▸ TEXT BLOCK
# Martin bow question



## Lanny (May 4, 2005)

I'm looking for a new finger bow. I don't quite understand the advantage(s) of Martin's shoot through system found on their Scepter 4 and Mystic bows. Are there any downfalls for this system on a hunting bow? I'm also going to post this question on other AT forums as well. Thanks.


----------



## Harperman (Sep 3, 2006)

The advantages of the X system are as follows...zero cam lean, zero torque on the limbs from the cable guard, 4 cables to keep the bow in tune, 4 cables to absorb the energy of the bow, the bow recovers in a straight line at the release of the arrow, You dont need a bow press to tune or make adjustments to the bow, the bow looks "Cleaner" without a cable guard, you pick up a few f.p.s. due to less friction/weight of a cable slide, the cables last a long time, since there is almost no friction on them...Disadvantages are as follows...more $$ to re-cable a bow, more stuff to look at if shooting bare-bow, a bit of a "Hum" to the bow with more cables to vibrate after the shot, and arrows are a bit harder to load for some folks...Also, some folks have issues with the cables making contact with Their bow arm, but I cant see why, if the bow is gripped properly from the get-go...Plus, Martin cams have a nice draw cycle, (to Me anyway)...and Martin shoot-through bows seem to be a bit less critical of bow hand, and string torque...The Fury/Nitrous/Furious "X" cams look like they are harder to set up and tune, but it's actually quite easy....Just My .02 cents...Jim


----------



## mitchell (Mar 5, 2005)

▸ THINGS TO DO
• 1. In the Martin bow thread, which two Martin bows does Lanny say have the shoot-through system?
• 2. List every Martin "X" cam model that Harperman names in the Martin bow thread.
• 3. Write out the stretch of the Martin bow thread from "# Martin bow" through "as well. Thanks.".
The records that follow come from a different source than the Martin bow thread.

▸ DATA EXCERPTS
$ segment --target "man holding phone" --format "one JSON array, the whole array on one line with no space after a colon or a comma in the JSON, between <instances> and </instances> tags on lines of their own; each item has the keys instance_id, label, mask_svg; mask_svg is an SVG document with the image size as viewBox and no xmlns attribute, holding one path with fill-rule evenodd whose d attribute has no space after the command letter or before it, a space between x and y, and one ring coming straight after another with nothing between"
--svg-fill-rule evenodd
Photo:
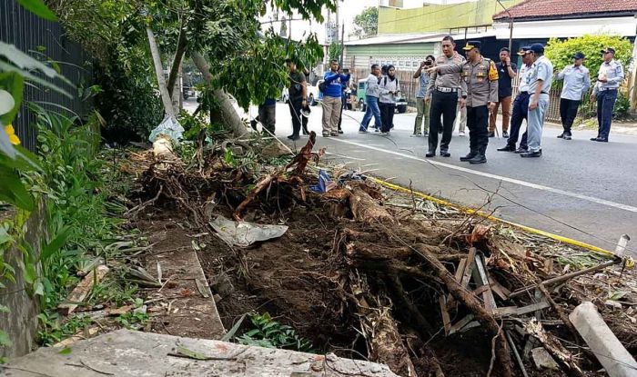
<instances>
[{"instance_id":1,"label":"man holding phone","mask_svg":"<svg viewBox=\"0 0 637 377\"><path fill-rule=\"evenodd\" d=\"M414 74L414 78L420 78L420 88L416 94L416 109L418 109L418 115L416 115L416 123L414 124L414 133L411 136L429 136L430 129L430 111L431 110L431 103L425 102L425 94L427 94L427 87L430 84L430 74L427 73L427 68L433 66L433 62L436 58L433 55L428 55L424 62L420 63L420 66L418 67L418 71ZM422 72L425 70L425 72ZM422 126L422 120L425 121L424 127Z\"/></svg>"}]
</instances>

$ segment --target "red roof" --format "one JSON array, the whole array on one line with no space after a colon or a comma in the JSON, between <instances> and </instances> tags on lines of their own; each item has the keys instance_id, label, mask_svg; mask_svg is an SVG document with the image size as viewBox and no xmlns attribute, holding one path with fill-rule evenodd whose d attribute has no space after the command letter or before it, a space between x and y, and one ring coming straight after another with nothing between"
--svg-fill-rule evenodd
<instances>
[{"instance_id":1,"label":"red roof","mask_svg":"<svg viewBox=\"0 0 637 377\"><path fill-rule=\"evenodd\" d=\"M635 0L526 0L509 8L513 19L576 18L591 15L635 14ZM505 11L493 15L494 20L509 19Z\"/></svg>"}]
</instances>

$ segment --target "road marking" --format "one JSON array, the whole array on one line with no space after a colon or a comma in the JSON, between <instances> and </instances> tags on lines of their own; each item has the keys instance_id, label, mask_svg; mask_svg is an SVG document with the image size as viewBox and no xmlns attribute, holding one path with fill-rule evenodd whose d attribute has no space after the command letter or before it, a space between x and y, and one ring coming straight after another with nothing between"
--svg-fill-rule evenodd
<instances>
[{"instance_id":1,"label":"road marking","mask_svg":"<svg viewBox=\"0 0 637 377\"><path fill-rule=\"evenodd\" d=\"M351 144L351 145L357 145L357 146L359 146L362 148L371 149L374 151L383 152L386 154L394 154L394 155L398 155L398 156L404 157L404 158L409 158L410 160L421 161L423 163L429 163L429 164L431 164L434 165L443 166L443 167L446 167L448 169L453 169L453 170L457 170L460 172L469 173L469 174L475 174L475 175L480 175L480 176L487 177L487 178L497 179L499 181L508 182L510 184L519 184L521 186L531 187L531 188L533 188L536 190L542 190L542 191L546 191L549 193L559 193L559 194L564 195L564 196L570 196L571 198L581 199L581 200L585 200L587 202L592 202L592 203L595 203L598 204L606 205L606 206L613 207L613 208L618 208L621 210L624 210L624 211L632 212L632 213L637 213L637 207L633 207L633 206L627 205L627 204L622 204L621 203L615 203L615 202L611 202L611 201L608 201L605 199L600 199L600 198L595 198L592 196L582 195L581 193L571 193L569 191L560 190L560 189L545 186L542 184L531 184L530 182L521 181L519 179L491 174L489 173L478 172L476 170L471 170L471 169L468 169L466 167L461 167L461 166L456 166L456 165L453 165L450 164L440 163L440 162L435 161L435 160L426 160L424 158L416 157L414 155L403 154L400 152L395 152L395 151L389 151L389 150L383 149L383 148L379 148L379 147L373 146L371 144L360 144L360 143L351 142L349 140L342 140L342 139L336 139L336 138L333 138L331 140L335 141L335 142L339 142L339 143L344 143L344 144Z\"/></svg>"}]
</instances>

▸ THE RESPONSES
• 1. The Scepter 4 and the Mystic.

• 2. Fury, Nitrous, Furious

• 3.
# Martin bow question



## Lanny (May 4, 2005)

I'm looking for a new finger bow. I don't quite understand the advantage(s) of Martin's shoot through system found on their Scepter 4 and Mystic bows. Are there any downfalls for this system on a hunting bow? I'm also going to post this question on other AT forums as well. Thanks.